*Consigne A:*
Relevez toutes les personnes désignées par leur nom dans la tribune sur les frappes russes et l'accueil des réfugiés ukrainiens.
*Consigne B:*
D'après la tribune sur les frappes russes et l'accueil des réfugiés ukrainiens, à quelle date la Russie a-t-elle lancé sa première vague de frappes de missiles et de drones ?
*Consigne C:*
Poursuivez la tribune sur les frappes russes et l'accueil des réfugiés ukrainiens à partir de sa dernière phrase.

*Texte fourni:*
"""

TRIBUNE
Pour tenter de compenser les mauvaises performances de l’armée russe sur le champ de bataille, la Russie a décidé d’intensifier la guerre en Ukraine le 10 octobre 2022, en lançant sa première vague de frappes de missiles et de drones visant les réseaux de chauffage, d’électricité et de télécommunications de l’Ukraine. Le 12 décembre, les Russes ont lancé leur 7e vague d’attaques aériennes, qui ont laissé la ville d’Odessa dans une position particulièrement difficile. En plus d’essayer de perturber les opérations militaires de l’Ukraine et de semer la panique au sein de la population ukrainienne, les frappes de missiles russes sur les infrastructures critiques visent également à convaincre le plus grand nombre possible de civils ukrainiens de fuir le pays avant ce qui sera sans aucun doute un hiver long et difficile.
Le chef du bureau présidentiel ukrainien, Andriy Yermak, est allé jusqu’à qualifier la stratégie russe de tentative de « Kholodomor » (génocide par la mort par le froid).
Les Russes espèrent que leurs frappes de missiles forceront des millions d’Ukrainiens à fuir vers l’Ouest et que l’arrivée de ces migrants sera la goutte d’eau qui fera déborder le vase. Les prix de l’énergie ont considérablement augmenté à la suite de l’invasion russe, et une grande partie du monde occidental est aux prises avec l’inflation et la menace d’une récession.
Poutine espère qu’une situation dans laquelle les contribuables européens devront couvrir les dépenses de millions de nouveaux réfugiés ukrainiens fera craquer la volonté de l’Europe de continuer à fournir à l’Ukraine une aide humanitaire, financière et, surtout, militaire.
Gérer une nouvelle vague de réfugiés
Des représentants de l’État polonais, comme le président du Parlement Elżbieta Witek, ont déclaré que la Pologne était préparée à une nouvelle vague de réfugiés ukrainiens. Bien qu’elle ait accueilli plus de 3 fois le nombre de réfugiés par habitant par rapport à ce que l’Allemagne a fait pendant la crise migratoire européenne de 2015, la Pologne n’a pas connu de bouleversements sociaux liés aux flux massifs de population.
Cependant, de nombreux Polonais ont le sentiment que leurs sacrifices et leur travail acharné n’ont pas été pleinement appréciés par les États alliés de l’Ouest. Par rapport aux 6 milliards d’euros que la Turquie a reçus dans le cadre de l’accord UE-Turquie de 2016 sur les réfugiés, la Pologne n’a reçu que quelques centimes pour avoir hébergé environ 1,5 million de réfugiés dans un pays de 38 millions d’habitants.
Pour aggraver les choses, au moment où elle en a besoin, avec l’accumulation des coûts d’hébergement des réfugiés sur le long terme, couplée à la nécessité d’augmenter les dépenses militaires après que la Russie a révélé son vrai visage, Bruxelles a décidé de retenir les fonds européens de la Pologne après avoir concocté des allégations selon lesquelles la Pologne ne respecterait pas l’état de droit. Quels que soient les conflits entre Varsovie et Bruxelles, ce n’est pas le moment d’affaiblir financièrement la Pologne, qui joue le rôle de principale ligne de front de l’UE dans la confrontation avec la Russie impérialiste.

"""

*Jeu de données:*
"""

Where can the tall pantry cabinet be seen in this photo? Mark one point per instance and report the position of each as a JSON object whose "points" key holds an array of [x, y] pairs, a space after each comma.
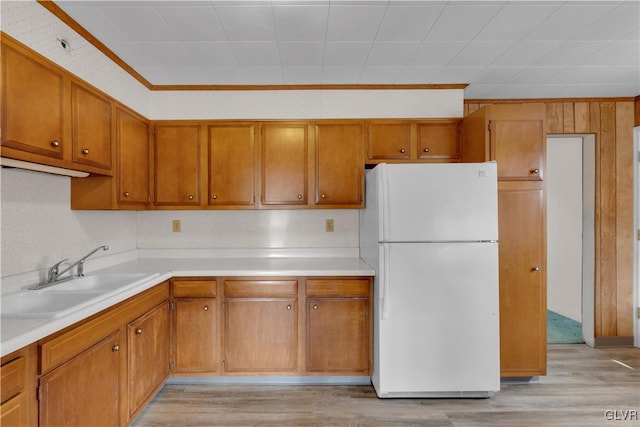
{"points": [[513, 135]]}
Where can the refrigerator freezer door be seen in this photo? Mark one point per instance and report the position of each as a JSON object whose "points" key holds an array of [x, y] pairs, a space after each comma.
{"points": [[439, 333], [438, 202]]}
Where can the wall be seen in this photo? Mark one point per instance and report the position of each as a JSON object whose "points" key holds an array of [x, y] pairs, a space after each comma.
{"points": [[563, 175], [39, 229], [611, 121]]}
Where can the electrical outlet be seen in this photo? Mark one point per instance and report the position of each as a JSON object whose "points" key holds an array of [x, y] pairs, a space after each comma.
{"points": [[329, 226]]}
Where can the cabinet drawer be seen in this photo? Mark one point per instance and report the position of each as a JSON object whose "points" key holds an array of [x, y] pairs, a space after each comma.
{"points": [[338, 288], [12, 378], [194, 288], [260, 288]]}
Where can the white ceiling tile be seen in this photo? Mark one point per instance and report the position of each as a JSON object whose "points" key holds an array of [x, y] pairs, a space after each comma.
{"points": [[525, 53], [341, 74], [457, 74], [570, 53], [225, 75], [139, 23], [210, 53], [300, 22], [247, 23], [480, 53], [569, 20], [623, 20], [301, 53], [354, 23], [203, 22], [346, 53], [263, 75], [301, 74], [496, 75], [257, 53], [462, 22], [391, 53], [418, 74], [408, 22], [509, 24], [436, 53], [613, 53], [379, 75]]}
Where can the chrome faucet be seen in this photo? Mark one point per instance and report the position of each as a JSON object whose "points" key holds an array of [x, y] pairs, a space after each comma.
{"points": [[54, 273]]}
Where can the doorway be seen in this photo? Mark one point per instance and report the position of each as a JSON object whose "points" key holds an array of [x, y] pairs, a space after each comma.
{"points": [[570, 188]]}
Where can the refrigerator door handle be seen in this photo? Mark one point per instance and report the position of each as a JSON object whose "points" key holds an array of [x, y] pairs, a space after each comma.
{"points": [[384, 265]]}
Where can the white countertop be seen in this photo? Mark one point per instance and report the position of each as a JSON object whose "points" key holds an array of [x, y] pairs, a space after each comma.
{"points": [[19, 332]]}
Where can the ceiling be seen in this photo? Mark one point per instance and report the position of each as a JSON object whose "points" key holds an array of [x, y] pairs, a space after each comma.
{"points": [[501, 49]]}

"""

*Réponse A:*
- Andriy Yermak
- Poutine
- Elżbieta Witek

*Réponse B:*
Le 10 octobre 2022.

*Réponse C:*
Vaches sacrées
L’un des dirigeants européens qui a rendu possible l’invasion de l’Ukraine par la Russie est l’ancienne chancelière allemande Angela Merkel. Sa décision fatidique de poursuivre la construction de Nord Stream 2, même après l’annexion de la Crimée par la Russie en 2014, restera à jamais dans les mémoires comme l’une des pires erreurs politiques de notre époque.
Malgré cela, et son rôle dans la déstabilisation de son pays et de l’Europe en ouvrant les portes à l’immigration de masse en 2015, elle est toujours encensée par les élites mondiales.
Le 23 août 2022, l’Organisation des Nations unies pour l’éducation, la science et la culture (UNESCO) a décidé de décerner à Angela Merkel son prix de la paix 2022 pour « ses efforts pour accueillir les réfugiés » à l’été 2015.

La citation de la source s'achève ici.